**Texte présenté:**
════

La
bourse ou la vie
Surtout,
ne pas battre en retraite
Bertrand
Larsabal
Le
Passant Ordinaire, n° 43, janvier-février 2003
L’heure
de la confrontation est venue. En France, en Europe, et même partout
dans le monde. Les capitalistes et leurs porte-parole libéraux ont
juré d’avoir la peau des salariés. Ils l’ont eue en
grande partie. Par le chômage, par la précarisation de l’emploi,
par le recul relatif des salaires au regard de la productivité du travail,
par un grignotage de la protection sociale. Ils veulent aussi l’avoir
lorsque les salariés en auront fini avec le travail, c’est-à-dire
quand ils seront à la retraite. L’épreuve de force se prépare.
L’opinion est labourée de fond en comble, matraquée. Avec
comme principe de propagande : plus l’argument est biaisé, mieux
il marche.
Tout
a été dit en France sur les retraites depuis la publication
du premier rapport du Commissariat Général du Plan en 1986 (1).
La population vieillit et va continuer de vieillir à cause de l’allongement
de l’espérance de vie et du maintien du taux de fécondité
autour de 1,8 enfant par femme au lieu des 2,1 nécessaires au remplacement
des générations. La structure par âges de la population
se modifie, d’autant que la génération du baby-boom d’après-guerre
approchera de la soixantaine au-delà de 2005. En 2000, il y avait 25,6%
de la population âgés de 0 à 19 ans, 53,8% de 20 à
59 ans et 20,6% de plus de 60 ans. En 2040, il y en aura respectivement 20,6%,
45,9% et 33,5% (2). La charge des jeunes et des vieux sur les adultes en âge
de travailler augmentera donc de 37,25% en 40 ans. Celle des seules personnes
âgées augmentera de 90,6%. De ce fait, le ratio de dépendance
économique des inactifs par rapport aux actifs s'accroîtra de
25% et celui des retraités par rapport aux inactifs de 75%.

════

**Données brutes:**
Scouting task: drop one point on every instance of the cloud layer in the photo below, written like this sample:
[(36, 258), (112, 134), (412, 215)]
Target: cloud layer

════

**Tâche à réaliser:**
Répondez à ces questions sur l'article consacré aux retraites :
(a) En quelle année est paru le premier rapport du Commissariat Général du Plan ?
(b) Quel taux de fécondité l'article indique-t-il, et quel taux serait nécessaire au remplacement des générations ?
(c) Quelle part de la population aura plus de 60 ans en 2040 ?

**Résultat de l'exercice:**
(a) En 1986.
(b) Environ 1,8 enfant par femme, contre 2,1 pour le remplacement des générations.
(c) 33,5 %.